• **Data shown**
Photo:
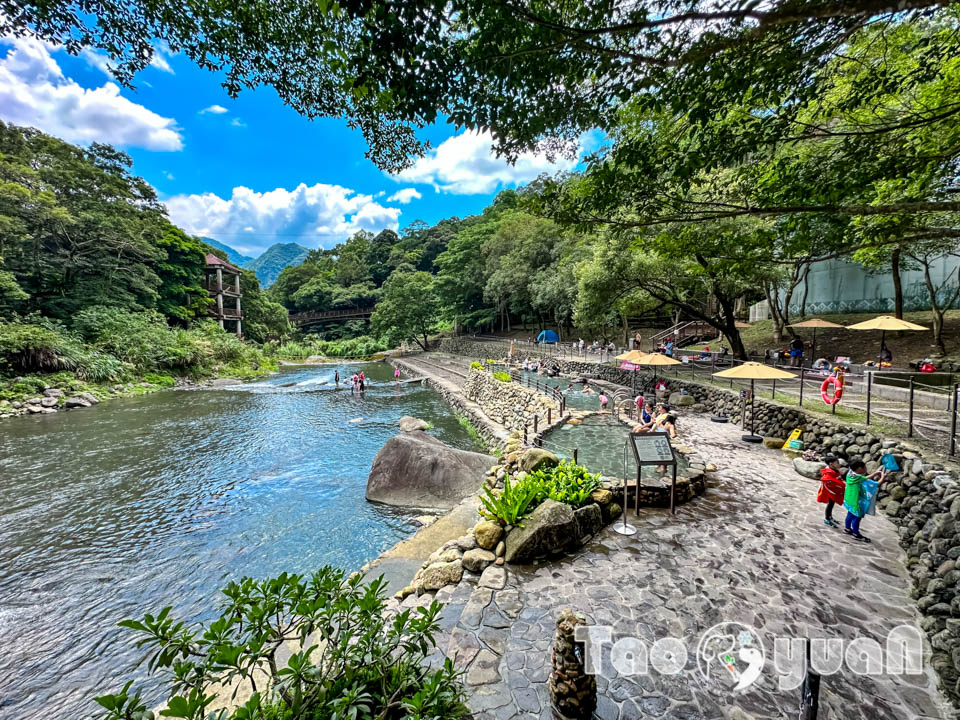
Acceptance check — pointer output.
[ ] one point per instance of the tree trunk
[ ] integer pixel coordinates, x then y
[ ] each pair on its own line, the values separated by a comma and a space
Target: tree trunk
897, 284
773, 300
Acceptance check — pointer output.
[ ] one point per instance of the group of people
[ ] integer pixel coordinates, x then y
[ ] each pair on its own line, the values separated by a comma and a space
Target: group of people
661, 419
853, 489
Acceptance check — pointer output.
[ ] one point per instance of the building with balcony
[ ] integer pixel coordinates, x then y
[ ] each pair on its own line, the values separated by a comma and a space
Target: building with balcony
223, 284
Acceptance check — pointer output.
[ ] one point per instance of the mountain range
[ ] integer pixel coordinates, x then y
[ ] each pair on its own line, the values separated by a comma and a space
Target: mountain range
269, 264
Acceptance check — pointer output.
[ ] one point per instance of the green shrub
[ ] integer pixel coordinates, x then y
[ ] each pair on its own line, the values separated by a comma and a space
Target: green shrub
359, 665
159, 380
513, 503
567, 483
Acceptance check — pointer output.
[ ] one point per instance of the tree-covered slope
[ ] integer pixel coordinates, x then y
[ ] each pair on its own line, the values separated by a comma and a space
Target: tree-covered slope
274, 259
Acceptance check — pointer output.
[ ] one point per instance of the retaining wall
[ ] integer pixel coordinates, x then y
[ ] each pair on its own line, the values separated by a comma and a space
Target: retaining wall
922, 499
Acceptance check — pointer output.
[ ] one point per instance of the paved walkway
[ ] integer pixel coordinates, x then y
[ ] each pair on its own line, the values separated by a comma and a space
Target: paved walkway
753, 549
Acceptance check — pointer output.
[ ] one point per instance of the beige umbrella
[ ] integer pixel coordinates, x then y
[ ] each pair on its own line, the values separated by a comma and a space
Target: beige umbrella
884, 323
814, 323
753, 371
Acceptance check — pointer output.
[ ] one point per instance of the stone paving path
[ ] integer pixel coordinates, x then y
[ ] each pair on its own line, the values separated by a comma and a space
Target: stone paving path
753, 549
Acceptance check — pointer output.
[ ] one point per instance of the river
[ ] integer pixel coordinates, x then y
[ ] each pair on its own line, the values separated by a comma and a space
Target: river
118, 510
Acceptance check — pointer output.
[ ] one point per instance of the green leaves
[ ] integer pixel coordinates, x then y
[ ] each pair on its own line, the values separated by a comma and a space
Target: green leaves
567, 483
351, 661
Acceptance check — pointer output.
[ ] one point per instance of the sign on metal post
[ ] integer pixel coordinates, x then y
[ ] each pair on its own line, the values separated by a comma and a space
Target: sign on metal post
652, 448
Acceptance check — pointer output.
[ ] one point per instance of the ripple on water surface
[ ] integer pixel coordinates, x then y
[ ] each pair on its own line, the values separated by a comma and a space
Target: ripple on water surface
158, 500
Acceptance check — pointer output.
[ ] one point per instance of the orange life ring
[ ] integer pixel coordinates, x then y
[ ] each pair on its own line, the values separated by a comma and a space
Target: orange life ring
837, 390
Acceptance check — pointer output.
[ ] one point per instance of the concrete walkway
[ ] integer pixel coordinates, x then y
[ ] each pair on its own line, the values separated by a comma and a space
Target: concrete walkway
754, 550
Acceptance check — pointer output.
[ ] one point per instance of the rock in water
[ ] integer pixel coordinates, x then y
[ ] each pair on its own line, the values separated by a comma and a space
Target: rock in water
417, 470
411, 424
536, 458
548, 531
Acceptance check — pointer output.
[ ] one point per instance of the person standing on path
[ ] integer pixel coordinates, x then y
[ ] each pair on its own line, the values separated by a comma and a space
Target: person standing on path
796, 352
832, 488
858, 490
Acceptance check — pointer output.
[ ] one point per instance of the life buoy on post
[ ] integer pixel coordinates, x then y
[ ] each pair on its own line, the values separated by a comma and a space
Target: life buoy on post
837, 383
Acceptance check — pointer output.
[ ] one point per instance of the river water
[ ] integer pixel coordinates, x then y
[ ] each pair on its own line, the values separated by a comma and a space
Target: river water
118, 510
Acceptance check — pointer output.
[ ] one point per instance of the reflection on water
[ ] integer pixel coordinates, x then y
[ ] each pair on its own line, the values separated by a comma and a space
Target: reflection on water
121, 509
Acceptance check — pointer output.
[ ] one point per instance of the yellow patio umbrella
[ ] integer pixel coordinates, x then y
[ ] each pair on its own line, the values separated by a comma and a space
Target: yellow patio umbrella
814, 323
753, 371
884, 323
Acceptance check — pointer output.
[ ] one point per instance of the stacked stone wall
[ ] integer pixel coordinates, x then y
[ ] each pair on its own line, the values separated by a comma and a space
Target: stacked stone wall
922, 499
508, 403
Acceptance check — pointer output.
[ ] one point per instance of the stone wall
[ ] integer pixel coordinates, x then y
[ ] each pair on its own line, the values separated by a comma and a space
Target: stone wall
922, 499
508, 403
493, 436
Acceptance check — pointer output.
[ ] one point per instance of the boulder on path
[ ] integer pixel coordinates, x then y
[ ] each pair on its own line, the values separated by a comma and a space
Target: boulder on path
417, 470
536, 459
412, 424
550, 528
808, 468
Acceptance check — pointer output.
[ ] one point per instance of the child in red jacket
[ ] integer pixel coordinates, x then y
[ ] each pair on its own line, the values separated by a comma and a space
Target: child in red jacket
832, 487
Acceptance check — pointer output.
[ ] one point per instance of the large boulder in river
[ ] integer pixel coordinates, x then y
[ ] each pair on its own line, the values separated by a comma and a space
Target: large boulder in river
411, 424
548, 531
417, 470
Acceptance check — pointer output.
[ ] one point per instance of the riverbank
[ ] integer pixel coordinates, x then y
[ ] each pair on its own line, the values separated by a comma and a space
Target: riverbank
751, 537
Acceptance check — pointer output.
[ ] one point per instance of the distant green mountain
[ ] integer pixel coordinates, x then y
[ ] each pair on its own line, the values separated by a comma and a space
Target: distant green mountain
274, 259
232, 255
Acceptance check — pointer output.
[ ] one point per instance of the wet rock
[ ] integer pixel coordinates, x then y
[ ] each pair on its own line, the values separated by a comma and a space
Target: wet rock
589, 521
443, 573
536, 459
488, 534
494, 578
417, 470
412, 424
549, 530
477, 560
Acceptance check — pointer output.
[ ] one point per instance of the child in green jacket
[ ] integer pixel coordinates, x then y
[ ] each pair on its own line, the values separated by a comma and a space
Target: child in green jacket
852, 497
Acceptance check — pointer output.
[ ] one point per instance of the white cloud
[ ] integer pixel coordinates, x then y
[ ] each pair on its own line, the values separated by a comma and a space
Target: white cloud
465, 165
315, 216
35, 92
405, 196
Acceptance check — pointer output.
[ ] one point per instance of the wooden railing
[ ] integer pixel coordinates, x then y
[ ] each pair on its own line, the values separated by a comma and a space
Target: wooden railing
308, 317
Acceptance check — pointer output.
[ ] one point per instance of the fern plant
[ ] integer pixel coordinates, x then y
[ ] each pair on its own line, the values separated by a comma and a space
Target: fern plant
514, 503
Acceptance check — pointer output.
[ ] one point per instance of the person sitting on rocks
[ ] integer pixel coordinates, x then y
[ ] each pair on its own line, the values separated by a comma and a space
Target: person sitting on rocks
832, 488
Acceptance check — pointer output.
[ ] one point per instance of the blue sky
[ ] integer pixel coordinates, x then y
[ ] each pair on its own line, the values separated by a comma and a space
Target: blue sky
248, 172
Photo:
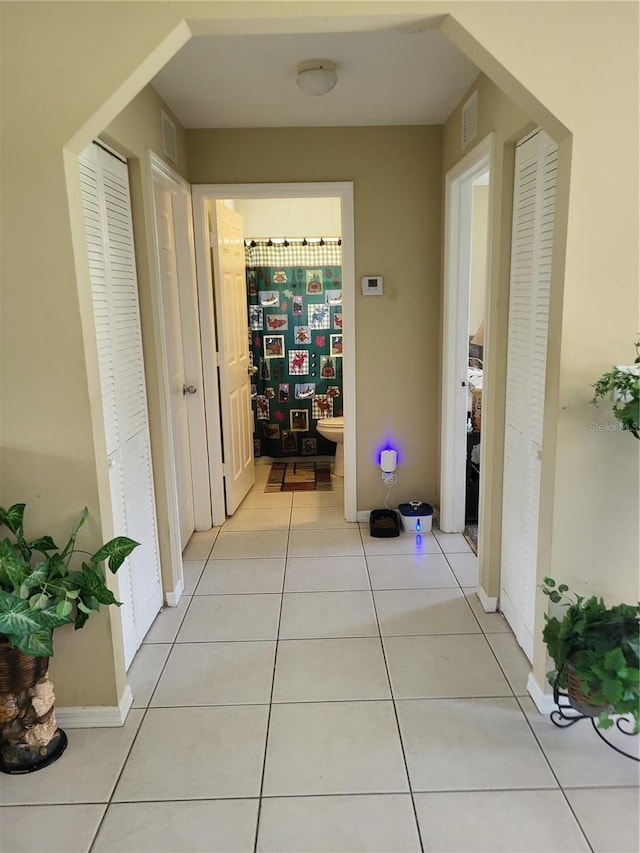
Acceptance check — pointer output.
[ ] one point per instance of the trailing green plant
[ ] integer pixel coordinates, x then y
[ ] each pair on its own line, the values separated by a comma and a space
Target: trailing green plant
43, 587
624, 384
602, 646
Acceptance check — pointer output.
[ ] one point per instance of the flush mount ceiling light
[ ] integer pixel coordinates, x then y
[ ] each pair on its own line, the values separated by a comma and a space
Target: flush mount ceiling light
317, 76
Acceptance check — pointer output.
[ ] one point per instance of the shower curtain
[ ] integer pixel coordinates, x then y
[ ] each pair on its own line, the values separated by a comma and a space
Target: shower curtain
294, 291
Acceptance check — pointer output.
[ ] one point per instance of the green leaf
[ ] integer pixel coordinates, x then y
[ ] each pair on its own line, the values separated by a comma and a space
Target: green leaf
117, 550
38, 601
12, 517
68, 548
44, 544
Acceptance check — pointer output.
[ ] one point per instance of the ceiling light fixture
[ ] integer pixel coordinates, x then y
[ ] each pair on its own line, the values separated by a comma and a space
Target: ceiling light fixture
317, 76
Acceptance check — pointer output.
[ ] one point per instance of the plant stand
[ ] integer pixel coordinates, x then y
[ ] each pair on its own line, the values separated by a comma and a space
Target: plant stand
29, 736
566, 715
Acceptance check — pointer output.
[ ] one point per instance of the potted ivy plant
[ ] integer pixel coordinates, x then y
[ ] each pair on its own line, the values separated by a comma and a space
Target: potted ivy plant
42, 588
595, 649
623, 383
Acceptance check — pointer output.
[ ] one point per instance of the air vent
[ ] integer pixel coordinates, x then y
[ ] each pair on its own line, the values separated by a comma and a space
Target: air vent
169, 143
470, 119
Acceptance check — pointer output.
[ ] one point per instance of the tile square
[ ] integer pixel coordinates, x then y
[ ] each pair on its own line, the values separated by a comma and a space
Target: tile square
58, 829
452, 543
212, 826
424, 611
200, 544
462, 744
317, 615
221, 577
513, 661
217, 674
330, 670
491, 623
191, 571
444, 666
579, 758
498, 822
86, 773
252, 543
325, 574
145, 671
325, 543
196, 754
263, 518
464, 567
406, 543
230, 617
332, 498
167, 623
333, 748
375, 823
319, 518
410, 571
609, 818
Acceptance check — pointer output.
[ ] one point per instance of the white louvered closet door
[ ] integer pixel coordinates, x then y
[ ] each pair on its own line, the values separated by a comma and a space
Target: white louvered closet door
107, 210
531, 250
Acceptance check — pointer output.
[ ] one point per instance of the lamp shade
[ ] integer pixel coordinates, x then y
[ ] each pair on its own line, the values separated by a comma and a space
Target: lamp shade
317, 76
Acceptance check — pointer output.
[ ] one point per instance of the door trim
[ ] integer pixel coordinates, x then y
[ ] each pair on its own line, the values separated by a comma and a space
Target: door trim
458, 184
201, 195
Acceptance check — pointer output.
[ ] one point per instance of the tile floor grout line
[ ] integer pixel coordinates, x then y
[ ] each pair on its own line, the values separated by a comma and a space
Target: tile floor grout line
395, 709
273, 681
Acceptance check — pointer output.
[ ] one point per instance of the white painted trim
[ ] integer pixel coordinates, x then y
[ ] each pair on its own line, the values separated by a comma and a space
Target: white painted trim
542, 700
172, 599
96, 717
458, 200
489, 603
202, 194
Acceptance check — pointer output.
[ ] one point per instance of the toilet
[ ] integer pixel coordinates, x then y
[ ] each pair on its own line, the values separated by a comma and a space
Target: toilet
333, 429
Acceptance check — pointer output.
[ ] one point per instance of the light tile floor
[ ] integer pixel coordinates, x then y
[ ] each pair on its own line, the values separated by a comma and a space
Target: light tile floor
320, 690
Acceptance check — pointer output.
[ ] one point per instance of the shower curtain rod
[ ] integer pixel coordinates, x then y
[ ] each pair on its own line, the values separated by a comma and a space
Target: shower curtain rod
287, 241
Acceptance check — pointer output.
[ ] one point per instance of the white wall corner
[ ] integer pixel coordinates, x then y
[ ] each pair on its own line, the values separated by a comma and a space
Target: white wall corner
489, 603
172, 598
543, 701
97, 717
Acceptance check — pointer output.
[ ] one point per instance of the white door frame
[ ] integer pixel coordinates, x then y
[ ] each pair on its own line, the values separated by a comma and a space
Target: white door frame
455, 353
201, 195
163, 176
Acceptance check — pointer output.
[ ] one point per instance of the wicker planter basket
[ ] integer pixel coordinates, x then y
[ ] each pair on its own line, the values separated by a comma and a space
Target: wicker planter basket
18, 671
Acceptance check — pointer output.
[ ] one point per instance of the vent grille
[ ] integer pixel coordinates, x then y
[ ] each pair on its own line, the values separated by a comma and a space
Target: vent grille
169, 143
470, 119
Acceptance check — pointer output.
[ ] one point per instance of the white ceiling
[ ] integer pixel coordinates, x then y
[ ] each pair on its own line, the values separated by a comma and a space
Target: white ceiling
391, 77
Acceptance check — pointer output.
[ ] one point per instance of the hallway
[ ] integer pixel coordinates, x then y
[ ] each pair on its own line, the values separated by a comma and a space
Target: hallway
320, 690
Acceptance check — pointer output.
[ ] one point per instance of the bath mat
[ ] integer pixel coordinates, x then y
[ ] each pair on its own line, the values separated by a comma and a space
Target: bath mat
299, 477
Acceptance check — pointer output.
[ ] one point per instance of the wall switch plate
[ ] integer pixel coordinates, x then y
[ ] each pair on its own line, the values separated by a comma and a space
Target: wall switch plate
371, 285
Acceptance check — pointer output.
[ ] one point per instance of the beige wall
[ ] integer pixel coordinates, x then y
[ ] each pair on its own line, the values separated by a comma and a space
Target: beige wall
571, 66
396, 172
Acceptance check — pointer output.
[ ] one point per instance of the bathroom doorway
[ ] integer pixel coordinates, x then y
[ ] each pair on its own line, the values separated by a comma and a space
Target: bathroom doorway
238, 197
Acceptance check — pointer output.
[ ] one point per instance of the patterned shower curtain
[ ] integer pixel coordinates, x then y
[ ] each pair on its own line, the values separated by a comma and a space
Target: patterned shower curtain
295, 344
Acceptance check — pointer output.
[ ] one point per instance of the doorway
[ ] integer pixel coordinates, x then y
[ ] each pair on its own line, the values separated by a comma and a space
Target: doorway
466, 299
203, 198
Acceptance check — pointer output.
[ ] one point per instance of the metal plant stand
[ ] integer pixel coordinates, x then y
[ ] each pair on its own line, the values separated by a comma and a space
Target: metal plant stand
566, 715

• **Required action**
Among the entries above, the lines between the ones containing "Target: rock in water" and "[ ] one point per instance of the river water", inclusive, are to be transcribed exactly. No other line is to be given.

• **Answer area**
Target: rock in water
417, 470
411, 424
536, 458
548, 531
Acceptance check — pointer output.
[ ] one point per instance of the person standing on path
[ ] integer pixel coordinates, x then y
[ ] each pair on its own line, the values separated by a comma and a space
Target: person standing on path
796, 352
832, 488
858, 490
Acceptance check — pointer output.
[ ] one point per instance of the life buoy on post
[ ] integer pixel coordinates, x then y
[ ] each pair on its own line, the values separated by a comma and a space
Target: life buoy on post
837, 383
Acceptance check — pointer output.
[ ] one point per instance of the river water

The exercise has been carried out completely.